From the first line to the last, write out the records exactly, leaving out images.

Items from a dataset
++++++
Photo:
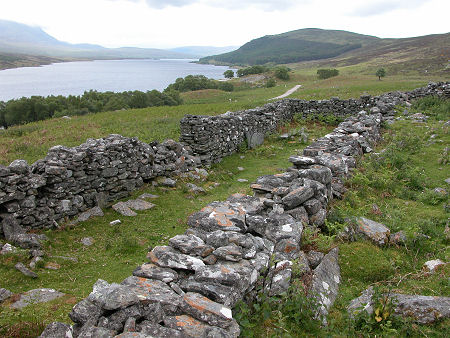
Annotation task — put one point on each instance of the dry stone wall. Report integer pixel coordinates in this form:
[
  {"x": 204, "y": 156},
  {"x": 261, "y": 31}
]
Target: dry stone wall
[
  {"x": 214, "y": 137},
  {"x": 189, "y": 287},
  {"x": 68, "y": 181}
]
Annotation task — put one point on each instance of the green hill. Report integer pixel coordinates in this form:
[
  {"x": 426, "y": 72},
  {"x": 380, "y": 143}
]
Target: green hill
[{"x": 295, "y": 46}]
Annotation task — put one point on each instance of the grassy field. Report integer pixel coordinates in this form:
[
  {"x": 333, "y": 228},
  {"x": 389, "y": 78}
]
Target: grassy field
[
  {"x": 118, "y": 250},
  {"x": 31, "y": 141}
]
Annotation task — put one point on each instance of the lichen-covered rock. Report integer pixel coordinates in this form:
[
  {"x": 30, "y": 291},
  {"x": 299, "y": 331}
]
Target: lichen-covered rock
[
  {"x": 207, "y": 310},
  {"x": 191, "y": 245},
  {"x": 152, "y": 271},
  {"x": 154, "y": 291},
  {"x": 325, "y": 283},
  {"x": 166, "y": 257},
  {"x": 57, "y": 330}
]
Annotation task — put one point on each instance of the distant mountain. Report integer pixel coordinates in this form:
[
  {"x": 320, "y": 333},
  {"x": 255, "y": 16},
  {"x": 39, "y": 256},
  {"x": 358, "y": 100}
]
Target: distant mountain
[
  {"x": 299, "y": 45},
  {"x": 17, "y": 38},
  {"x": 202, "y": 51}
]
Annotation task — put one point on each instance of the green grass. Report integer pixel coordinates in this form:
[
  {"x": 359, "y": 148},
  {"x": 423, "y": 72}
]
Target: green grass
[
  {"x": 397, "y": 181},
  {"x": 118, "y": 250}
]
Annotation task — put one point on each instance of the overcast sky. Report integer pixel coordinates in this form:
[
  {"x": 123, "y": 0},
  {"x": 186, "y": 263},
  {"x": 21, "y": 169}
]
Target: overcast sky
[{"x": 172, "y": 23}]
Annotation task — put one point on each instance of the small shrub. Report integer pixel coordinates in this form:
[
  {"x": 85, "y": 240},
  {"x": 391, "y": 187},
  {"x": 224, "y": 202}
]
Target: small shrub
[
  {"x": 271, "y": 83},
  {"x": 327, "y": 73}
]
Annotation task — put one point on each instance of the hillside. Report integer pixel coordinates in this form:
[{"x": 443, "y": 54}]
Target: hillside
[
  {"x": 295, "y": 46},
  {"x": 16, "y": 38},
  {"x": 424, "y": 54},
  {"x": 202, "y": 51}
]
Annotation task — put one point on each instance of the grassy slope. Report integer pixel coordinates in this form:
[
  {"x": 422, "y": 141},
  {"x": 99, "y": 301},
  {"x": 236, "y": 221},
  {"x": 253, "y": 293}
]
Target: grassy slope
[
  {"x": 31, "y": 141},
  {"x": 117, "y": 251}
]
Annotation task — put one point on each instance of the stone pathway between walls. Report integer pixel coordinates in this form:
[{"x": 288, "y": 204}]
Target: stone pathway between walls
[{"x": 188, "y": 288}]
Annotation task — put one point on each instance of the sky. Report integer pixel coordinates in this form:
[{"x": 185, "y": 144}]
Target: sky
[{"x": 175, "y": 23}]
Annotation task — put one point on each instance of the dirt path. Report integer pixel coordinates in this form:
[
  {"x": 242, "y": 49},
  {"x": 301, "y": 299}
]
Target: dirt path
[{"x": 289, "y": 92}]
++++++
▶ [SOLUTION FOR THIS EXERCISE]
Photo:
Annotation task — put one point on each instance of the dry stone wall. Report integer pixel coordinates in this form:
[
  {"x": 204, "y": 156},
  {"x": 261, "y": 31}
]
Target: dry stone wall
[
  {"x": 214, "y": 137},
  {"x": 189, "y": 287},
  {"x": 68, "y": 181}
]
Annotation task — put one point on each instance of the green hill. Report integer pixel coordinates in this form:
[
  {"x": 426, "y": 72},
  {"x": 380, "y": 143}
]
Target: green hill
[{"x": 295, "y": 46}]
Annotation task — put one point on each instance of the grassy field. Report integer pixel coordinates in this form:
[
  {"x": 333, "y": 228},
  {"x": 389, "y": 78}
]
Target: grassy field
[
  {"x": 118, "y": 250},
  {"x": 31, "y": 141}
]
Annotation task — put one point on each instance of the lichen-covered rock. Report integer pixel coordinates in this form:
[
  {"x": 30, "y": 291},
  {"x": 299, "y": 331}
]
Target: lichen-covered rock
[
  {"x": 207, "y": 310},
  {"x": 191, "y": 245},
  {"x": 152, "y": 271},
  {"x": 154, "y": 291},
  {"x": 325, "y": 283},
  {"x": 166, "y": 257},
  {"x": 57, "y": 330}
]
Annotation task — put one point on each instance of the distant mountain. Report integer pixel coordinates in this form:
[
  {"x": 320, "y": 333},
  {"x": 255, "y": 16},
  {"x": 39, "y": 256},
  {"x": 358, "y": 100}
]
Target: distant mountain
[
  {"x": 299, "y": 45},
  {"x": 17, "y": 38},
  {"x": 202, "y": 51}
]
Annotation task — put one point on each instance of the green grass. Report integer pixel coordinates in this form:
[
  {"x": 359, "y": 148},
  {"x": 423, "y": 72}
]
Target: green grass
[
  {"x": 397, "y": 181},
  {"x": 118, "y": 250}
]
Annotation task — put one point on each instance of the overcast sky. Report integer pixel coordinates in this form:
[
  {"x": 123, "y": 0},
  {"x": 186, "y": 263},
  {"x": 21, "y": 169}
]
Target: overcast sky
[{"x": 172, "y": 23}]
Annotation task — put one point on each instance of the small shrub. Report integer pixel coordinates in this form:
[
  {"x": 85, "y": 240},
  {"x": 391, "y": 187},
  {"x": 224, "y": 202}
]
Target: small shrub
[
  {"x": 271, "y": 83},
  {"x": 327, "y": 73}
]
Annotation task — put one point on each instance of the hillside. Report integer pixel coordinates in this form:
[{"x": 443, "y": 54}]
Target: hillside
[
  {"x": 295, "y": 46},
  {"x": 16, "y": 38},
  {"x": 424, "y": 54},
  {"x": 202, "y": 51}
]
Annotation task — put one point on each instance of the grassy slope. Report integer pixel coordinates in this form:
[
  {"x": 422, "y": 141},
  {"x": 99, "y": 301},
  {"x": 236, "y": 221},
  {"x": 253, "y": 293}
]
Target: grassy slope
[
  {"x": 31, "y": 141},
  {"x": 117, "y": 251}
]
Annotation task — put one point on each instance of the stone pathway between walls. Report integer pixel coordinates in this form:
[{"x": 288, "y": 204}]
Target: stone pathway between walls
[{"x": 188, "y": 288}]
Annotation task — put one point on each instance of the sky. Report integer pixel coordinates in this form:
[{"x": 185, "y": 144}]
Target: sky
[{"x": 175, "y": 23}]
Annotation task — put one point on each instance of the dirt path. Report integer pixel coordinates in this form:
[
  {"x": 242, "y": 49},
  {"x": 301, "y": 299}
]
Target: dirt path
[{"x": 289, "y": 92}]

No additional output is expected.